# Ziel:
Formatiere die Zeilen der Daten unten als nummerierte Liste ohne Leerzeilen, und zwar von der Zeile mit „Practice. Indicate each instance of the sink drain“ bis zur Zeile mit „x=441, y=839“, beide eingeschlossen. Gib ausschließlich diese Zeilen aus.

◇ ◇ ◇ ◇

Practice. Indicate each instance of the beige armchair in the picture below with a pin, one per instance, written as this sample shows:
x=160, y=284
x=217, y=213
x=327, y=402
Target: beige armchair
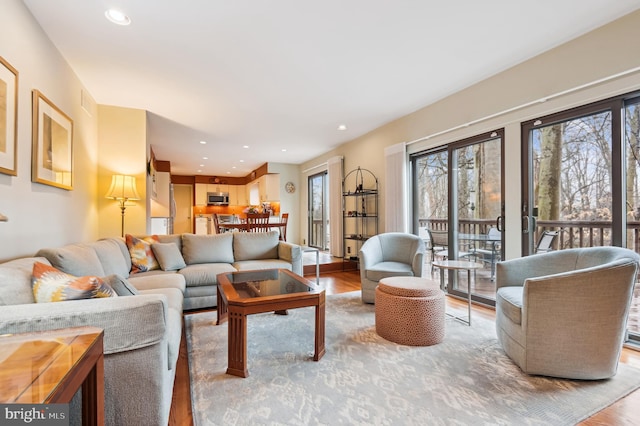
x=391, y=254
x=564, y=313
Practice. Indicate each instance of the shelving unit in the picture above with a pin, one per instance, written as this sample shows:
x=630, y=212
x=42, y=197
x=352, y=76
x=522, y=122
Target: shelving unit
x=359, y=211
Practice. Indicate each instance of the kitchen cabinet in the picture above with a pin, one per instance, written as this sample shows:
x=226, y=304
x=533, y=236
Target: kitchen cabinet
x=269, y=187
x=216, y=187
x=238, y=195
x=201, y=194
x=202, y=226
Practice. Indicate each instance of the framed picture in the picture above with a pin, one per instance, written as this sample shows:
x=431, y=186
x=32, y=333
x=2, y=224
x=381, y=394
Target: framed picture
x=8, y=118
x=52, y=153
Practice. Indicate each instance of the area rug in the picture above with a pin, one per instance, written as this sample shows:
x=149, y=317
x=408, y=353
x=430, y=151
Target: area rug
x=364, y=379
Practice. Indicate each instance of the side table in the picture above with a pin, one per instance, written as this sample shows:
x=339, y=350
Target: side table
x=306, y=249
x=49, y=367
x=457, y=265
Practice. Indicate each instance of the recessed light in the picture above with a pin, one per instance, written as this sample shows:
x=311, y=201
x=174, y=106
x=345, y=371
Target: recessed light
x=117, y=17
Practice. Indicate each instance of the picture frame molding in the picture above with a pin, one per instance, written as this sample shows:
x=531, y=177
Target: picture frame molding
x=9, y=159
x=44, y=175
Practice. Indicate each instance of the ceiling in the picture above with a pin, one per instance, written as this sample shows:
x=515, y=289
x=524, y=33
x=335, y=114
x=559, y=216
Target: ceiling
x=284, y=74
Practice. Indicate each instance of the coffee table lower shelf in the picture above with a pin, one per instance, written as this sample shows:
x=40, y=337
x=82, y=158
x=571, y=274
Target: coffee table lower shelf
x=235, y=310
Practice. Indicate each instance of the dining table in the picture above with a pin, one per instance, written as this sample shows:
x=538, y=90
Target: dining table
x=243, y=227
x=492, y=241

◇ ◇ ◇ ◇

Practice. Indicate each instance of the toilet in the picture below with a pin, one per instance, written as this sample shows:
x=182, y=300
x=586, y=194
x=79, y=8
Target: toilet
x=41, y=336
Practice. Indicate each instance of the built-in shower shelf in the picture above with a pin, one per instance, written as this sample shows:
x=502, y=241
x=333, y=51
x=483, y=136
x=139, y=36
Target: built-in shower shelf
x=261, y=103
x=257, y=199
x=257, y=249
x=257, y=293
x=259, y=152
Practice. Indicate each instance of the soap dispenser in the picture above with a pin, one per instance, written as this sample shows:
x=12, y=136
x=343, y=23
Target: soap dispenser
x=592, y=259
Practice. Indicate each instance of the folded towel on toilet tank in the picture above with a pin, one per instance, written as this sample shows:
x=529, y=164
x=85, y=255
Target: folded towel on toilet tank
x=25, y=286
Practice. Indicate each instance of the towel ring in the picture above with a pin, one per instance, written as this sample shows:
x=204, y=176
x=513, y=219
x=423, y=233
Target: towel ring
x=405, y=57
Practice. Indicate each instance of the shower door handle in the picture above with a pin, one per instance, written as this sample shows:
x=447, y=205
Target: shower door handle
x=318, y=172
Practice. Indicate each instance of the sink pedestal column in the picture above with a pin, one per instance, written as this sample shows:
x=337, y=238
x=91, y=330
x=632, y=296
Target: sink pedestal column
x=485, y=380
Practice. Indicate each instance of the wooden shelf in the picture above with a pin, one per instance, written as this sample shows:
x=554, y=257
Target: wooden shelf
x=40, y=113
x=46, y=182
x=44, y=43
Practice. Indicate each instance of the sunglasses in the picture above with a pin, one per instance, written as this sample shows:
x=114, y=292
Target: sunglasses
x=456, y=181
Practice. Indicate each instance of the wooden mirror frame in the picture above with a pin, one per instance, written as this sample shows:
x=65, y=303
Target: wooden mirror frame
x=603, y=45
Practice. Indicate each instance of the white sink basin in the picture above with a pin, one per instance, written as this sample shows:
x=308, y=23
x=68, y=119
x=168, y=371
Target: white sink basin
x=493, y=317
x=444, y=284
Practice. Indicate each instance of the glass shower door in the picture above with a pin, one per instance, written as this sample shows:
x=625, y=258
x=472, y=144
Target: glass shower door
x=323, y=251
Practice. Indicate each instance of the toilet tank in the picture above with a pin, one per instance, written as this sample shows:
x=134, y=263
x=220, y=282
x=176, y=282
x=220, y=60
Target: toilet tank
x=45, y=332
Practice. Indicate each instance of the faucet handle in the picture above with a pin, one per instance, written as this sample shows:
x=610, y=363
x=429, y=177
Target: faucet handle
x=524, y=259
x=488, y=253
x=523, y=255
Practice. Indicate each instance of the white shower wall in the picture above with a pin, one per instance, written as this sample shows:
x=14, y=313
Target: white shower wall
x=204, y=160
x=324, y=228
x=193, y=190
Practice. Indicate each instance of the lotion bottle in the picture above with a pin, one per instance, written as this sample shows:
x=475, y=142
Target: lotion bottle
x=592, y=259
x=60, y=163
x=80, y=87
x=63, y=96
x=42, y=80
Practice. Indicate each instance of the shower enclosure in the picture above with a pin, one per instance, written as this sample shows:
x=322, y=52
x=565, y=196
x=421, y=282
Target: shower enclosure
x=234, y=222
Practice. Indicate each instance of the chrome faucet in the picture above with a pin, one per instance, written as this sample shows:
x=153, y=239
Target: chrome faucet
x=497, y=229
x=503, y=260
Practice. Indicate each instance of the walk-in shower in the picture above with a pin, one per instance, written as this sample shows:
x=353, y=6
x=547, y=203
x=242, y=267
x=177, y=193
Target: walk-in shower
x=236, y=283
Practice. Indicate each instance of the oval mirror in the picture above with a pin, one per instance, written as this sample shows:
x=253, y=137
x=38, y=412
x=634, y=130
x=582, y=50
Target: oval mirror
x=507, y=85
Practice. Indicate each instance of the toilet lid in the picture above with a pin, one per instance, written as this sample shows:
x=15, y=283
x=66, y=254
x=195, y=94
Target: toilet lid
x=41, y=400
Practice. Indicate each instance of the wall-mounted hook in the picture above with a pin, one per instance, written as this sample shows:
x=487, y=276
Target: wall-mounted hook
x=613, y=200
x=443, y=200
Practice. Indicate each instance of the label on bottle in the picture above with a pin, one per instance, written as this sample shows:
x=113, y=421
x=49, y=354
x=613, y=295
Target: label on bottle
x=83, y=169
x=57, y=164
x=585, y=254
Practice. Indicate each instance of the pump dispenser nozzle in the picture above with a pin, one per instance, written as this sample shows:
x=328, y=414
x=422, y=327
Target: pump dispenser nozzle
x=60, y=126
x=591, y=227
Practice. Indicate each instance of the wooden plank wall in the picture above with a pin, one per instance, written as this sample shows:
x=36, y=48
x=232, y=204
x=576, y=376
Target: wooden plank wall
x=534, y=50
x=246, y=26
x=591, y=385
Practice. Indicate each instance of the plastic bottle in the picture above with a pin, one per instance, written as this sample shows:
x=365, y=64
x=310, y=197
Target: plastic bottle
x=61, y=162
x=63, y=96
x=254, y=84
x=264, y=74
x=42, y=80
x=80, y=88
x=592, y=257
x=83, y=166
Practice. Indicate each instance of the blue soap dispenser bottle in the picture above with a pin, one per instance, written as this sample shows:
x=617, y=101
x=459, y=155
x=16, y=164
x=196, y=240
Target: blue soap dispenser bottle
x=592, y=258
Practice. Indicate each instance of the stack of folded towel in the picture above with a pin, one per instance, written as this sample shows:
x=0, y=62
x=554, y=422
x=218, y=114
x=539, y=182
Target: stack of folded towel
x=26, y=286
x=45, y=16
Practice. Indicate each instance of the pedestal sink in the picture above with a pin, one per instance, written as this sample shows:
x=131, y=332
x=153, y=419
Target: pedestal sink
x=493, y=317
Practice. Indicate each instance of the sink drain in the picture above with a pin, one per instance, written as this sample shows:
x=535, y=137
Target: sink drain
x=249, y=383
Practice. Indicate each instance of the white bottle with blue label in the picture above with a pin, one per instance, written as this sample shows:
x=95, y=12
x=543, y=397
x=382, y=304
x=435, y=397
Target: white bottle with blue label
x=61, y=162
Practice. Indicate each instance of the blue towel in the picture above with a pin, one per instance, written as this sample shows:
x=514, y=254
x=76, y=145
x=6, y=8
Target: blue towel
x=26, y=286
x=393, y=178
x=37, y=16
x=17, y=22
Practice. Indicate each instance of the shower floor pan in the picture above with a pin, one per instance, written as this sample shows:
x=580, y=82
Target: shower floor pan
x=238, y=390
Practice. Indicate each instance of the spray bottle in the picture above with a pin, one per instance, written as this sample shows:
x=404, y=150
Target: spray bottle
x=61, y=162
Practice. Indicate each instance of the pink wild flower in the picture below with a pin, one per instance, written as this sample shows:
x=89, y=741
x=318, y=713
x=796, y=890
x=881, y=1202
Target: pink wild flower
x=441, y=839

◇ ◇ ◇ ◇

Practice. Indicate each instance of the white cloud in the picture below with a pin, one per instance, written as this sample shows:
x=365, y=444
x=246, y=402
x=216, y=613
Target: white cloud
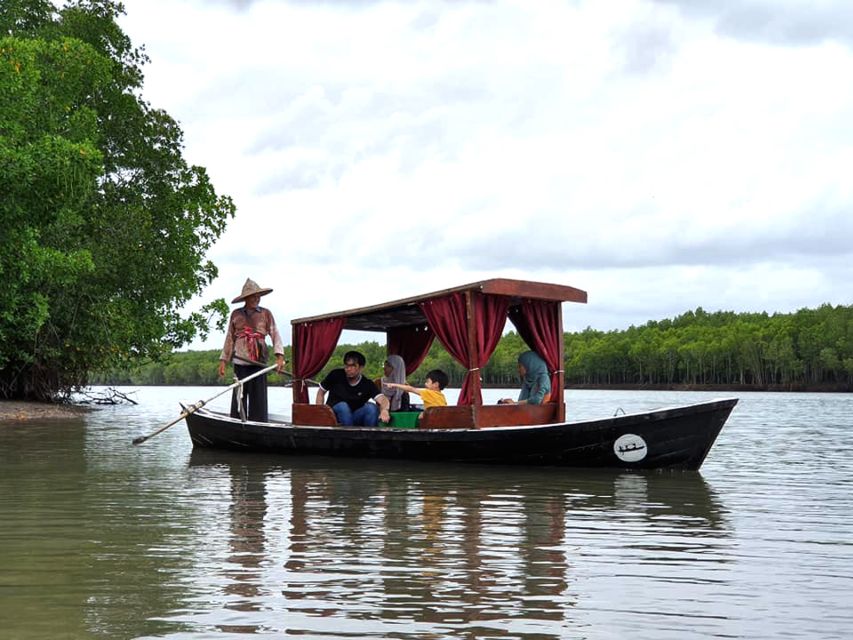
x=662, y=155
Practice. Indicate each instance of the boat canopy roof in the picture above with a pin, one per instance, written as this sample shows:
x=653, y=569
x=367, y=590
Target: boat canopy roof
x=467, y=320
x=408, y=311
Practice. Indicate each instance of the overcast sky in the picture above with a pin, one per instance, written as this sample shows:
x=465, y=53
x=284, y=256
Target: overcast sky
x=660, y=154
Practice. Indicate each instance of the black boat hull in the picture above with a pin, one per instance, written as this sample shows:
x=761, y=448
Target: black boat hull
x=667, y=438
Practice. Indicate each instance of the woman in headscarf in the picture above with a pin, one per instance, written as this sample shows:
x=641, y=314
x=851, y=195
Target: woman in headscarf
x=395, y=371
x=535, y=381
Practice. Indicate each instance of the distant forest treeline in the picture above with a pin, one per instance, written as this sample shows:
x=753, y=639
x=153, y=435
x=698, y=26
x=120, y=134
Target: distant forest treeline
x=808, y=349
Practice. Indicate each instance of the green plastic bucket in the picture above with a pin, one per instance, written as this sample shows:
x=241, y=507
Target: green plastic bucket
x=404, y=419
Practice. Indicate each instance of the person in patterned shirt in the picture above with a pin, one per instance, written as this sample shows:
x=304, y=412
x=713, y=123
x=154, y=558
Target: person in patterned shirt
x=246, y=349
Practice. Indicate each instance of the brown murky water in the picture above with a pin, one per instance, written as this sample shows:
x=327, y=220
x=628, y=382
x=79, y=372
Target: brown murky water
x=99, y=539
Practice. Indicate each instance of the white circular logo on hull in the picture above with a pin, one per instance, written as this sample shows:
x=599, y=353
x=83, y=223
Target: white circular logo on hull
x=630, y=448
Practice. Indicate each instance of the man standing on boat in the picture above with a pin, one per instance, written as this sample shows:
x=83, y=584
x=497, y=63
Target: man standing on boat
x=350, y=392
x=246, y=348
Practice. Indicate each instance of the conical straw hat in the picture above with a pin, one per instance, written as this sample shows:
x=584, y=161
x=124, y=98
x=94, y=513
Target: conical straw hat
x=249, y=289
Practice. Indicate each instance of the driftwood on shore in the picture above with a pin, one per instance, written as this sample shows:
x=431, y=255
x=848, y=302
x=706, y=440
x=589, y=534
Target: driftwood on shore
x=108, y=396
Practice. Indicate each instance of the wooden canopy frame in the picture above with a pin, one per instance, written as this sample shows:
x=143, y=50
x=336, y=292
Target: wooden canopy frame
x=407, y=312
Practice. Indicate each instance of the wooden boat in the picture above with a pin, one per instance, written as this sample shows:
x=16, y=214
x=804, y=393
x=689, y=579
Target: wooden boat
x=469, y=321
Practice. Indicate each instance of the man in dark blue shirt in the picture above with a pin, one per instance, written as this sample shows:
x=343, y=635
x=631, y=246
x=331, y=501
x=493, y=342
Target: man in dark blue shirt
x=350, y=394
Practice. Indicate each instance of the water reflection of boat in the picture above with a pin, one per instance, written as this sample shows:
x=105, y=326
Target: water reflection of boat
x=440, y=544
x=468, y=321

◇ ◇ ◇ ◇

# Ergebnis der Aufgabe:
1. Practice. Indicate each instance of the sink drain in the picture above with a pin, one per instance, written as this sample shows:
2. x=535, y=137
3. Target: sink drain
4. x=249, y=383
5. Practice. Indicate each instance of the white bottle with blue label in the picture above with a pin, one per instance, written as this sample shows:
6. x=95, y=12
7. x=543, y=397
8. x=382, y=304
9. x=435, y=397
10. Target: white bottle with blue label
11. x=61, y=162
12. Practice. Indicate each instance of the blue towel in the picture above with a pin, one per instance, written as this sample shows:
13. x=514, y=254
14. x=76, y=145
15. x=6, y=8
16. Target: blue towel
17. x=26, y=286
18. x=393, y=178
19. x=37, y=16
20. x=17, y=22
21. Practice. Indicate each instance of the shower floor pan in the picture above with a pin, one per instance, written as this sample shows:
22. x=580, y=82
23. Target: shower floor pan
24. x=238, y=390
25. Practice. Indicate each instance of the spray bottle in the picture above with a pin, one per instance, written as this sample shows:
26. x=404, y=150
27. Target: spray bottle
28. x=61, y=162
29. Practice. Indicate each instance of the pink wild flower in the picture below with a pin, one per instance, written as this sample shows:
30. x=89, y=741
31. x=318, y=713
32. x=796, y=890
33. x=881, y=1202
34. Target: pink wild flower
35. x=441, y=839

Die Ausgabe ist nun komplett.